• [SUPPLIED MATERIAL]
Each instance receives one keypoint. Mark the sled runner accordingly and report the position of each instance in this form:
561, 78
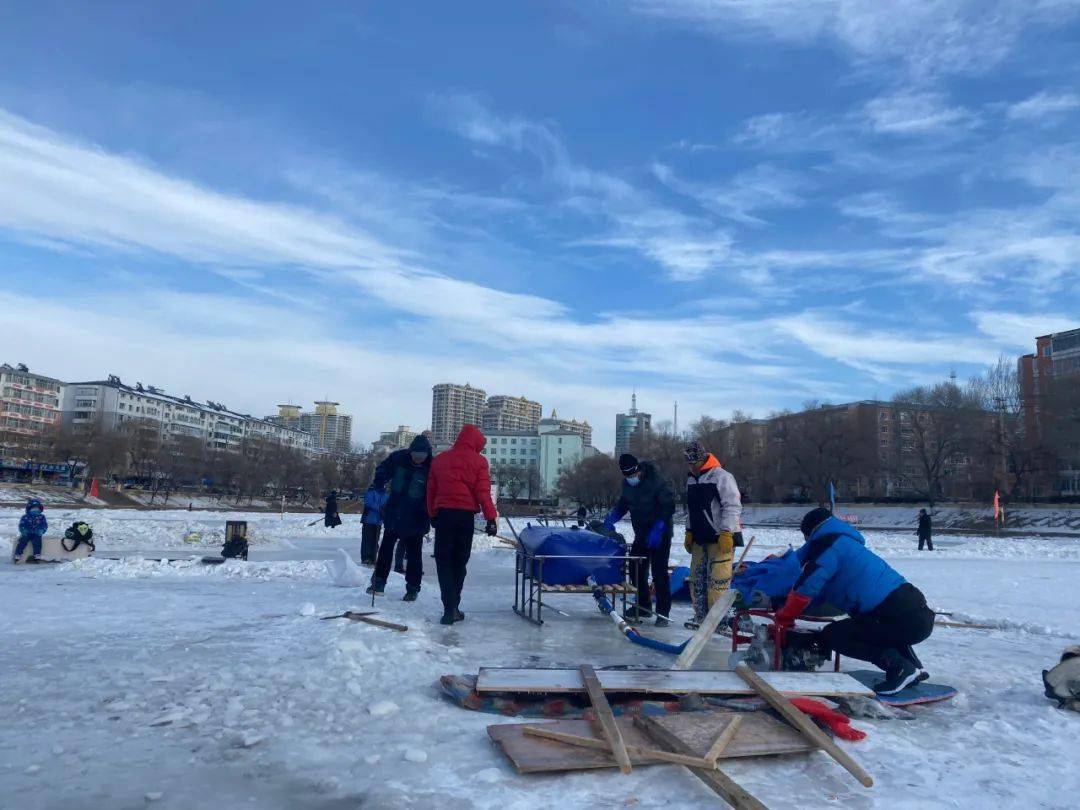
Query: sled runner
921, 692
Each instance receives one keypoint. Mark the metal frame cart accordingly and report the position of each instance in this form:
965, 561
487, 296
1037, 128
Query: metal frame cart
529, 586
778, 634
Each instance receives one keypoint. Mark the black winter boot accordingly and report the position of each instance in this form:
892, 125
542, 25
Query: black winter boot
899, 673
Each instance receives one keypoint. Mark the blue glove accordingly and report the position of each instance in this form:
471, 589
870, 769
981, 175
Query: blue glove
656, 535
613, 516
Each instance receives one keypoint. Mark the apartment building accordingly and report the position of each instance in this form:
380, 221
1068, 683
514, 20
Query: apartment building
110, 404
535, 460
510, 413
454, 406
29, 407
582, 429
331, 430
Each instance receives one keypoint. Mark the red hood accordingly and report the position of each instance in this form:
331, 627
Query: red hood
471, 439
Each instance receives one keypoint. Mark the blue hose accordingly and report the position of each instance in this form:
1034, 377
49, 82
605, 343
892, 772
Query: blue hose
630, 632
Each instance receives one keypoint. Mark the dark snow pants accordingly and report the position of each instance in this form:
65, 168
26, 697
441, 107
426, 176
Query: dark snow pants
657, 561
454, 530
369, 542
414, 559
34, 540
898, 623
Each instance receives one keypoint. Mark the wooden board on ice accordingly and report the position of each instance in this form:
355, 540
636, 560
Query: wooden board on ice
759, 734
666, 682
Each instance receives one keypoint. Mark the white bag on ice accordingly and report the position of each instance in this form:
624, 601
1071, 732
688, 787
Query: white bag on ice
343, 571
---
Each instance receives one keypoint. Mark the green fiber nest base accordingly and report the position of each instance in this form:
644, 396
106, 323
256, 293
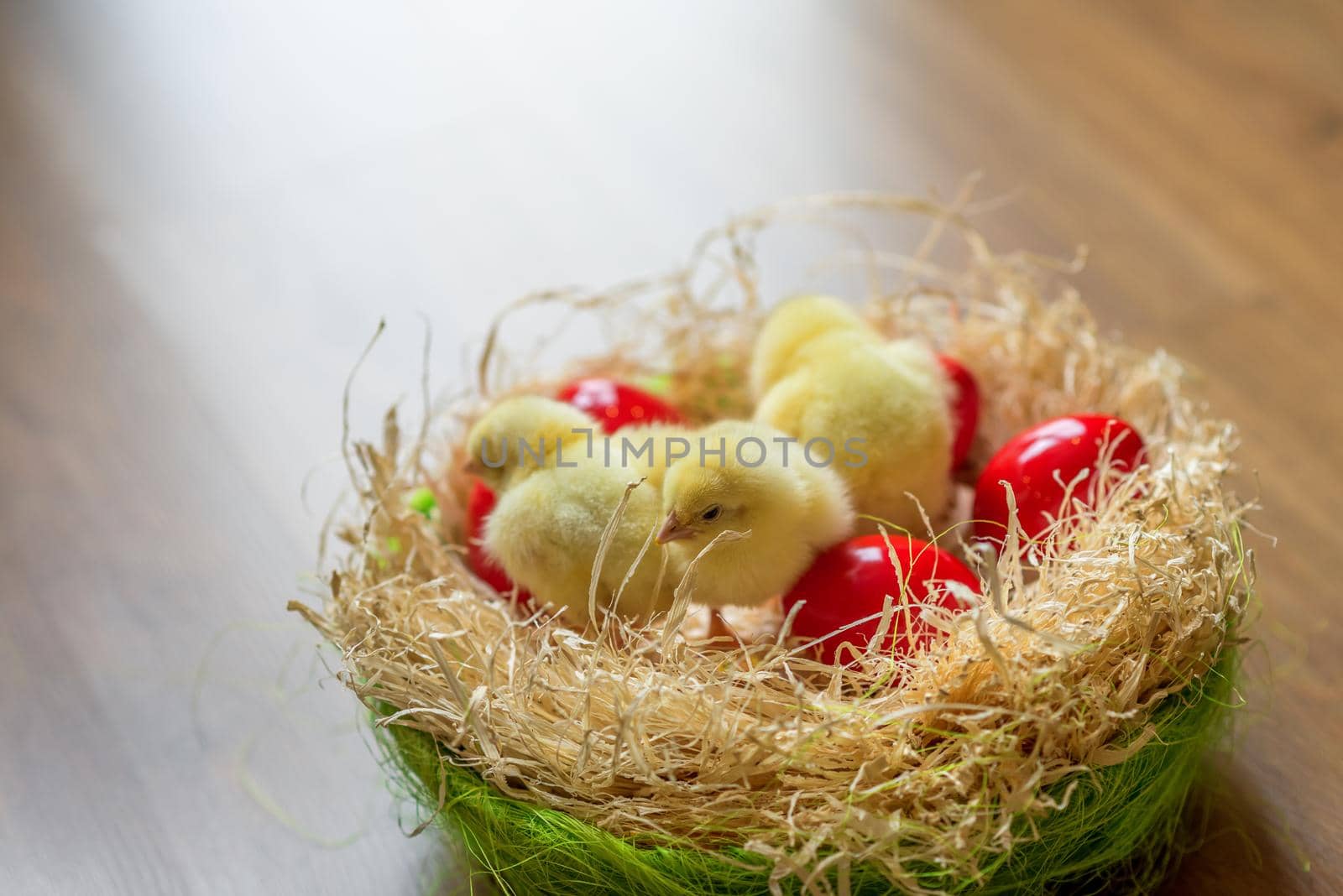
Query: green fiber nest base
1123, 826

• [WRITTEN EXERCISE] Count the lines above that contain the string "sled" and reply with the number alone.

• [REPLY TO THE EXERCISE] 2